* Task to carry out *
Copy out, word for word, the full forum post below about how listeners perceive and describe audio equipment.

Just thought I would submit another possibility: That what may have some bearing on this is not whether somone is or is not able to articulate differences among components or circuit topology, but rather, as was suggested above (with which I agree) that one listener's perception, interpretation, and subsequent description of the sonic signatures and characteristics of equipment choices may be drastically different from those of someone else.

The only way to truly know whether an amp, preamp,CDP (or resistor or capacitor, for that matter) is right for you and your related equipment, regardless of what anyone has said about it, is to listen for yourself (if you can have that opportunity -- often we can't) with your own music, in your own listening space.

Terms like 'warm,' 'clear,' 'transparent,' 'detailed,' etc. can't be relied upon in a universal sense, because different people have different perceptions of what those words mean. I've heard speakers described as 'wonderfully warm and rich,' (intended as positive attributes') where the same speakers were judged by another listener to not be 'warm and rich,' but 'drastically rolled-off at the frequency extremes, with tentative and bloated bass response, and virtually non-existent high frequency information."

* Recorded information *
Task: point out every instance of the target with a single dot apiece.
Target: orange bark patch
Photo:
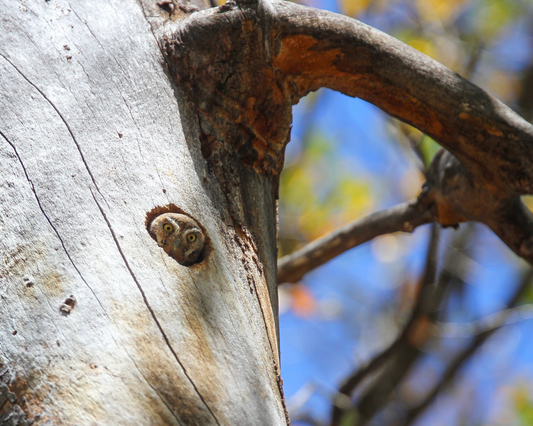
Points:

* Completed task *
Just thought I would submit another possibility: That what may have some bearing on this is not whether somone is or is not able to articulate differences among components or circuit topology, but rather, as was suggested above (with which I agree) that one listener's perception, interpretation, and subsequent description of the sonic signatures and characteristics of equipment choices may be drastically different from those of someone else.

The only way to truly know whether an amp, preamp,CDP (or resistor or capacitor, for that matter) is right for you and your related equipment, regardless of what anyone has said about it, is to listen for yourself (if you can have that opportunity -- often we can't) with your own music, in your own listening space.

Terms like 'warm,' 'clear,' 'transparent,' 'detailed,' etc. can't be relied upon in a universal sense, because different people have different perceptions of what those words mean. I've heard speakers described as 'wonderfully warm and rich,' (intended as positive attributes') where the same speakers were judged by another listener to not be 'warm and rich,' but 'drastically rolled-off at the frequency extremes, with tentative and bloated bass response, and virtually non-existent high frequency information."